> Task requirements:
A. Answer these from the page on running Ray with GPUs on GKE:
(i) When Ray runs on GKE, what does GKE manage?
(ii) Which command initializes the gcloud CLI?
(iii) What type of GPU does the project need enough quota for?
B. Carry on writing the page on running Ray with GPUs on GKE, picking up after its last line.

> Selected extract:
Deploy GPU-accelerated Ray for AI workloads on GKE


This page shows you how to set up and run a GPU-enabled Ray cluster on Google Kubernetes Engine (GKE) to scale your AI/ML workloads.

Why use Ray?

Using Ray on GKE, facilitated by KubeRay, lets you scale Python and AI applications. Ray handles the application scaling, and GKE manages the underlying servers and resources.

This combination makes it easier to manage resources, automatically adjust capacity, ensure reliability, and deploy your applications across various environments. By connecting your distributed Ray applications with your existing cloud infrastructure and tools on GKE, you can simplify operations and provision a robust, scalable platform for complex tasks by using standard Kubernetes methods.

For more information, see the blog post Why GKE for your Ray AI workloads.

Before you begin

Before you start, make sure you have performed the following tasks:

  1. In the Google Cloud console, on the project selector page, select or create a Google Cloud project.

    Go to project selector

  2. Make sure that billing is enabled for your Google Cloud project.

  3. Enable the GKE API.

    Enable the API

  4. Install the Google Cloud CLI.
  5. Configure the gcloud CLI to use your federated identity.

    For more information, see Sign in to the gcloud CLI with your federated identity.

  6. To initialize the gcloud CLI, run the following command:

    gcloud init
  7. Install kubectl: kubectl is the primary command line tool for interacting with GKE clusters. If you use Cloud Shell, kubectl is already installed. Otherwise, install it in your terminal by running the gcloud components install kubectl command.

    To verify your installation, run this command: kubectl version --client

  8. Install Ray: we highly recommend that you create and enter a Python virtual environment (venv) before you install Ray so that you can isolate its dependencies.
    1. Install Python.
    2. Create and activate a new virtual environment.
    3. Install the latest stable version of Ray by running this command inside your virtual environment: pip install -U "ray[default]".
    4. To verify your installation, run this command: ray --version. Note the Ray version (for example, 2.44.1) in the output.
  9. Ensure your Google Cloud project has sufficient quota for L4 GPUs. For more information, see About GPUs and Allocation quotas.

> Provided material:
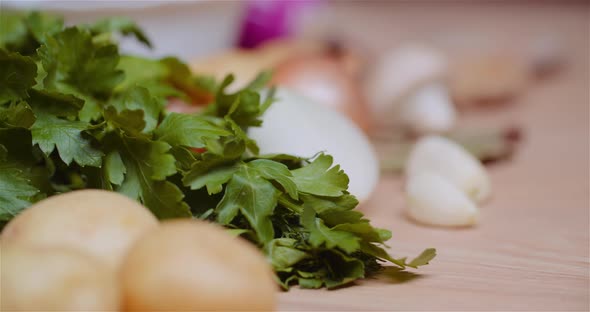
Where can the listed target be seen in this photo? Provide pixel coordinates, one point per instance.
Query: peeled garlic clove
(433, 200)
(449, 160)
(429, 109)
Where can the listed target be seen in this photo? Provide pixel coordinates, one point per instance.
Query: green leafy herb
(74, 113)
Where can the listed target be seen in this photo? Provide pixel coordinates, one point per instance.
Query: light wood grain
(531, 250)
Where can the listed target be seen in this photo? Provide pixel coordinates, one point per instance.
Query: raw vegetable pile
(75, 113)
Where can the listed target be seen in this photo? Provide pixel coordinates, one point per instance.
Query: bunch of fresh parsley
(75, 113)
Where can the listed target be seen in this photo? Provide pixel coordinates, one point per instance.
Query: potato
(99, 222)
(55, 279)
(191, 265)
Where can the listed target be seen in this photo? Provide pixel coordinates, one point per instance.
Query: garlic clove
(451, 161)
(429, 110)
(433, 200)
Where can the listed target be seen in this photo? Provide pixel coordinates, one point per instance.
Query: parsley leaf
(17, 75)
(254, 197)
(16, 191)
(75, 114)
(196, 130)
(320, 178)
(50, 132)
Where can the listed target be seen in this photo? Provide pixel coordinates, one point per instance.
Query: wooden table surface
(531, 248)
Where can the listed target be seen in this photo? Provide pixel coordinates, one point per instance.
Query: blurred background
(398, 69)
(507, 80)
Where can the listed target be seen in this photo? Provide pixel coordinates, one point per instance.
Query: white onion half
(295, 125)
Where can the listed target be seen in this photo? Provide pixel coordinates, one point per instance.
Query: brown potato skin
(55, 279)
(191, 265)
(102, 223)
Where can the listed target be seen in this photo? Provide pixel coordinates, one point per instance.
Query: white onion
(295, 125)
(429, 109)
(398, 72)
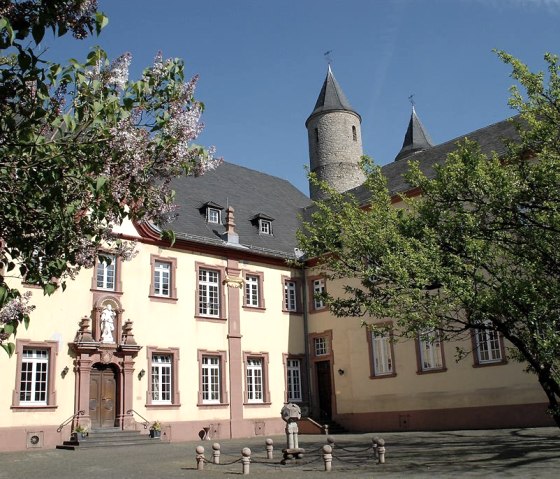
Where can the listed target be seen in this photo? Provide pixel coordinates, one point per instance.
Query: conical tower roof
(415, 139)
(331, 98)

---

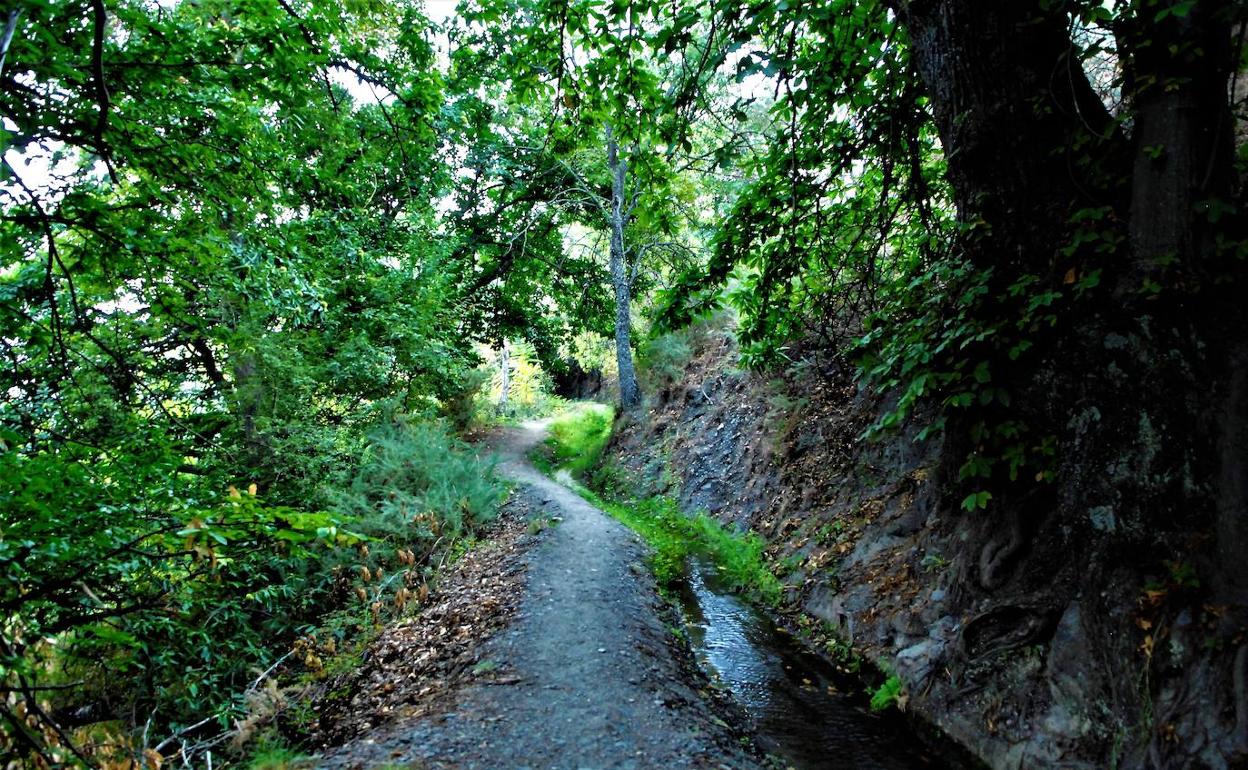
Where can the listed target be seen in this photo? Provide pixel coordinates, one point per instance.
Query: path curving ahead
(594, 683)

> Written answers:
A.
(i) The underlying servers and resources.
(ii) gcloud init
(iii) L4 GPUs.

B.
Create a cluster in GKE Autopilot mode

In Autopilot mode, Google manages your cluster configuration, including scaling, security, and other preconfigured settings. Autopilot clusters are optimized to run most production workloads and provision compute resources based on your Kubernetes manifests.

  1. In the terminal, run the following command:

    gcloud container clusters create-auto my-ray-enabled-cluster \
        --enable-ray-operator \
        --enable-ray-cluster-monitoring \
        --enable-ray-cluster-logging \
        --location=us-central1
    

    This Google Cloud CLI command creates an Autopilot cluster named my-ray-enabled-cluster, with these settings:

    • --enable-ray-operator: installs the Ray Operator on the cluster, which simplifies managing Ray clusters within Kubernetes.
    • --enable-ray-cluster-monitoring: sets up integration with Cloud Monitoring for Ray cluster metrics.
    • --enable-ray-cluster-logging: configures integration with Cloud Logging to collect logs from your Ray cluster.
    • --location=us-central1: specifies the geographical region where the GKE cluster will be created. Be aware that accelerator availability and supported types vary by location. For more information, see GPU regions and zones.

    Autopilot clusters automatically provisions and scales nodes (including GPU-enabled ones that use compute classes) based on workload demands, optimizing both utilization and cost. This automatic provisioning and scaling of resources in Autopilot clusters simplifies resource management, and lets you focus on your models instead of infrastructure.

    If you use a GKE Standard cluster, the flags and settings for enabling Ray might be different. For more information, see Enable the Ray Operator on GKE.

  2. Configure kubectl to communicate with your cluster:

    gcloud container clusters get-credentials my-ray-enabled-cluster \
        --region=us-central1
    

Install the KubeRay kubectl ray plugin

The kubectl ray plugin simplifies common Ray on Kubernetes workflows. For the latest installation instructions, see the KubeRay documentation.

  1. Go to the releases page and download the binary for your platform. For example, to install kubectl ray plugin version 1.3.2 on Linux amd64, run the following commands:

    curl -LO https://github.com/ray-project/kuberay/releases/download/v1.3.2/kubectl-ray_v1.3.2_linux_amd64.tar.gz
    tar -xvf kubectl-ray_v1.3.2_linux_amd64.tar.gz
    cp kubectl-ray ~/.local/bin
    

    Replace ~/.local/bin with the directory in your PATH.

  2. Verify your installation:

    kubectl ray version
    

    If you see a warning like KubeRay operator installation cannot be found: no KubeRay operator deployments found in any namespace., you can safely ignore it. If the installation was successful, the output is the version of the kubectl ray plugin.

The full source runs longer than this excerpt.